** Extrait à lire **

============================================================

L’Afrique a «tout ce qu’il lui faut pour être un continent capable de tracer des sentiers d’avenir», en particulier en matière d’éducation, a affirmé le Pape ce jeudi 1er juin 2023. Il recevait en audience les promoteurs du Pacte éducatif africain, première déclinaison continentale de l’alliance éducative mondiale lancée par le Saint-Père en 2019.
Aux membres de la Fondation Internationale Religions et Sociétés :
Chers frères et sœurs, bonjour !
Je suis ravi de vous accueillir aujourd'hui avec cette importante nouveauté que vous apportez, celle du "Pacte Éducatif Africain".
Je sais que ce Pacte est le fruit du Symposium International que vous avez célébré en novembre dernier à Kinshasa, sous le patronage de la Conférence Épiscopale du Congo, organisé par la Fondation Internationale Religions et Société et l'Université Catholique du Congo.

============================================================

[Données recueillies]

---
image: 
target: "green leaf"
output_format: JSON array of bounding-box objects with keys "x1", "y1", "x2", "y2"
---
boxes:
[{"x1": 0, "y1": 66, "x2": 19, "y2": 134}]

============================================================

** Liste des tâches **
a. Selon l'extrait, dans quelle ville s'est tenu le Symposium International dont est issu le Pacte éducatif africain ?
b. Recopiez le passage de l'extrait qui commence par « Aux membres de » et se termine par « Catholique du Congo. ».
c. Indiquez si chacune de ces affirmations est conforme à l'extrait, en répondant par oui ou par non et en citant les mots décisifs : (i) Le Pacte éducatif africain est la première déclinaison continentale de l'alliance éducative mondiale. (ii) Le Symposium a été organisé par la Conférence Épiscopale du Congo. (iii) L'audience a eu lieu en 2023.

** Réponses attendues **
a. À Kinshasa.

b.
Aux membres de la Fondation Internationale Religions et Sociétés :
Chers frères et sœurs, bonjour !
Je suis ravi de vous accueillir aujourd'hui avec cette importante nouveauté que vous apportez, celle du "Pacte Éducatif Africain".
Je sais que ce Pacte est le fruit du Symposium International que vous avez célébré en novembre dernier à Kinshasa, sous le patronage de la Conférence Épiscopale du Congo, organisé par la Fondation Internationale Religions et Société et l'Université Catholique du Congo.

c.
(i) Oui : « première déclinaison continentale de l’alliance éducative mondiale »
(ii) Non : « sous le patronage de la Conférence Épiscopale du Congo, organisé par la Fondation Internationale Religions et Société et l'Université Catholique du Congo »
(iii) Oui : « ce jeudi 1er juin 2023 »